SHORT PROBLEM A → Summarize the passage on science and theism below in two sentences.

____ SELECTION

But it is hoped that the conflict is now ended for ever. The Protestant Church is generally convinced that no scientific statements must be sought in Scripture. The Church of Rome will express a like conviction as soon as its present despot, who is, like Gladstone or Manning, an eminent statesman, but an uncritical and impermeable scholar, has been replaced. The era of struggle will then be over, it is thought, and the provinces of science and of theology clearly distinguished. But it would seem that the significance of scientific teaching is felt, not only in connection with Scripture, but .in connection with pure theism or natural religion. The mere fact that science has come into violent conflict with the sacred books of Christianity, and proved them to be in error, does not help us to understand why most of the eminent scientists of this century have passed into utter religious scepticism. The rejection of the Bible leads logically only to Deism. Nineteenth-century science, it is proverbial, leads to Agnosticism—to a monistic and mechanical conception of the universe rather than the older dualism. Let us endeavour to show how the modern scientific view of the universe, based on the results of a hundred sciences, has had such influence in this dissolution of theism and spiritualism.

And first it is well to note how fully the old view of the macrocosm harmonized with ethico-theistic teaching. Even after the overthrow of geocentricism, although the arrangement of the heavenly bodies became a little less natural, still the earth was easily realized to be the true centre of the universe. It was still a narrow and well-ordered universe, limited in time and space. Within, all lines seem to converge to the earth; without, the illimitable void suggested an encircling Immensity; and, before and after, the mind could only place the eternal life of God. On earth, too, first the very presence of life, then the endless variety of living things, and finally the pre-eminent power and nobility of man, seemed to point to an extra-mundane Artificer. Thus the best conception of the cosmos obtainable before the nineteenth century was conspicuously incomplete. Its lacunae seemed to be harmoniously filled up by philosophy and religion. And, given the spirituality of man and the existence of God, the moral law, still veiled in mysticism, pointed naturally towards immortality. In a word, the revolution may be said to consist in this: that the limits of time and space have been swept away, the lacunae or gaps in the fabric of the universe have been almost filled up, the moral law has been scientifically studied and placed on a new foundation. Naturally the supplementary (as one may call them) hypotheses of spiritualism and theism have been proportionately superseded.

________

SHORT PROBLEM B → Pick out each line of the records below that contains the string "iceberg" and copy those lines.

____ RECORDS PROVIDED

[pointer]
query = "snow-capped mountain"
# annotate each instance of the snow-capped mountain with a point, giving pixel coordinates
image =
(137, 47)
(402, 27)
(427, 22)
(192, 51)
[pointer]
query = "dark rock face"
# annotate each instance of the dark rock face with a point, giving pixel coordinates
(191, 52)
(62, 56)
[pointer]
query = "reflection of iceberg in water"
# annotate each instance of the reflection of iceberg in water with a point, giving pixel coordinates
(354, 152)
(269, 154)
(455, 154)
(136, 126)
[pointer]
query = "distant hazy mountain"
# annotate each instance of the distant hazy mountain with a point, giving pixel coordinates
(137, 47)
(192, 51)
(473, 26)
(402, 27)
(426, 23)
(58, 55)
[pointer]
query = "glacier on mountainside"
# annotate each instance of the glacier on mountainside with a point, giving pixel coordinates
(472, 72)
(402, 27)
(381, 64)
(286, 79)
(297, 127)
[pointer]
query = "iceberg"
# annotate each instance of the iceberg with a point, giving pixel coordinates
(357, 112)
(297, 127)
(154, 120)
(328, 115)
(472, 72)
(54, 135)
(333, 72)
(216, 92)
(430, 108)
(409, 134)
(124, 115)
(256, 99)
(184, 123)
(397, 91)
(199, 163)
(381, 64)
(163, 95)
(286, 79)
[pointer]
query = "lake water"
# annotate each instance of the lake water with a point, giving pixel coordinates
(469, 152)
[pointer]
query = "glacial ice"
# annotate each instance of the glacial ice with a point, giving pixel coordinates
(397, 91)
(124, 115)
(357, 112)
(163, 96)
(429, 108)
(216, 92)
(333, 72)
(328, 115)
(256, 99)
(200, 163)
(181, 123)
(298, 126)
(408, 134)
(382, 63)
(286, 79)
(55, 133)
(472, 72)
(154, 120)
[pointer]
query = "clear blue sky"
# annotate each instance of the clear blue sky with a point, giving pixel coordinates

________

EXERCISE RESULT A → The passage holds that, beyond its conflict with Scripture, scientific teaching bears on pure theism, since most eminent scientists of the century have passed into religious scepticism and the science of the age leads to Agnosticism. It explains that the older, limited view of the universe left gaps that philosophy and religion filled, but science has swept away the limits of time and space, nearly filled those gaps, and placed the moral law on a new foundation, so the hypotheses of spiritualism and theism have been superseded.

EXERCISE RESULT B →
query = "reflection of iceberg in water"
# annotate each instance of the reflection of iceberg in water with a point, giving pixel coordinates
query = "iceberg"
# annotate each instance of the iceberg with a point, giving pixel coordinates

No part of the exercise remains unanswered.